What is required: Write the data below out again, exactly as each line reads.

Data records:
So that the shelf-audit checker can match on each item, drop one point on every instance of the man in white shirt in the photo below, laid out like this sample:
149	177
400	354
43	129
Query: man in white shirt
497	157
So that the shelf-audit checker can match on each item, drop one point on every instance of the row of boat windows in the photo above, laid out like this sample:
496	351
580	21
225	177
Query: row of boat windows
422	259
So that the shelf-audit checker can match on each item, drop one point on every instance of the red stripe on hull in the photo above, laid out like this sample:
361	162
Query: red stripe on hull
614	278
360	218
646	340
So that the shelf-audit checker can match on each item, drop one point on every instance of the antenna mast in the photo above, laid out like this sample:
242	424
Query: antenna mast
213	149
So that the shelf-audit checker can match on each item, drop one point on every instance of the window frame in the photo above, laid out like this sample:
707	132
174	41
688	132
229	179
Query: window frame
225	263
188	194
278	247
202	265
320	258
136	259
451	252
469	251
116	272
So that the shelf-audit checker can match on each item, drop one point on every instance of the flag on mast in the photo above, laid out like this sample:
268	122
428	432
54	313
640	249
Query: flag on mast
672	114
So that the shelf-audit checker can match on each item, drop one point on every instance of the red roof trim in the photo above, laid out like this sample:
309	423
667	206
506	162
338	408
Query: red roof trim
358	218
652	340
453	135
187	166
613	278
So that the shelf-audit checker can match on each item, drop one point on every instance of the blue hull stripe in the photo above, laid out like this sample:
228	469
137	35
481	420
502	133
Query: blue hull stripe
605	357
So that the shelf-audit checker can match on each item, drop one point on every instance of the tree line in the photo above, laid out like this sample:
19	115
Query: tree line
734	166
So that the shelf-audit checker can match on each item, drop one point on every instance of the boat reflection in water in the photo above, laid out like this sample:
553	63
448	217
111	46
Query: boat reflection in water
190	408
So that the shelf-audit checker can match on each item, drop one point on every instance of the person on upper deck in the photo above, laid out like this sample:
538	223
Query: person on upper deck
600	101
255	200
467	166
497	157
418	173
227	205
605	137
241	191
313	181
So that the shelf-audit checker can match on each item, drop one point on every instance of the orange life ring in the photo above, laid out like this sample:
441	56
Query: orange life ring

Output:
So that the shelf-audit checker can match on each item, drop one point on every instance of the man in white shirt in the photo below, laid out like this sample:
149	177
400	354
43	129
Query: man in white shirt
497	157
So that the shelf-audit checker can match on each item, drop one point on every instance of the row of boat windows in the photo above, laid out like this sample:
496	351
580	21
225	177
Query: row of boat windows
422	259
So that the shelf-audit checker can match on each item, drop one point on every instance of the red stripe on hull in the photo above, laid out like this sample:
361	162
Query: red stripe on hull
614	278
360	218
646	340
So that the shelf-audit checker can match on each item, drop one point on every instance of the antenna mast in the photo above, laid out like this sample:
242	424
Query: antenna mast
213	149
So that the shelf-audit checker can match on each item, drop one point on every instance of the window frame in the photo above, laid out like this sample:
707	132
174	41
688	132
229	179
Query: window frame
225	263
188	194
278	247
202	265
320	258
136	259
451	252
469	251
116	272
So that the shelf-audit checker can match on each item, drop one point on every instance of the flag on mast in the photo above, laid out like this sample:
268	122
428	432
54	313
640	249
Query: flag on mast
672	114
So that the shelf-audit checker can match on each item, drop one point on every instance of the red roof trim in the photo above, laid out like this sample:
309	423
667	206
506	162
338	408
Query: red roof trim
358	218
652	340
453	135
187	166
613	278
So that the shelf-audit checker can match on each item, drop one point on every instance of the blue hull stripe in the photo above, laid out like this sample:
228	469
137	35
481	420
502	133
Query: blue hull stripe
605	357
So that the shelf-audit checker can match on each item, drop one point on every instance of the tree line in the photo above, laid out like this sample:
19	115
Query: tree line
734	166
So that the shelf-audit checker can match on each item, drop one point on every instance of the boat reflection in water in the photo above, laid out like this sample:
553	63
448	217
111	46
Query: boat reflection in water
190	408
So that the shelf-audit checker can match on each item, drop one point on every instance of the person on upper deck in the photo above, laid out like this sample:
538	223
Query: person on upper deck
600	101
255	200
467	166
497	157
418	173
227	205
605	137
241	191
313	181
So that the shelf-audit checker can match on each item, drop one point on every instance of the orange life ring in the photo above, laid out like this sample:
441	56
Query: orange life ring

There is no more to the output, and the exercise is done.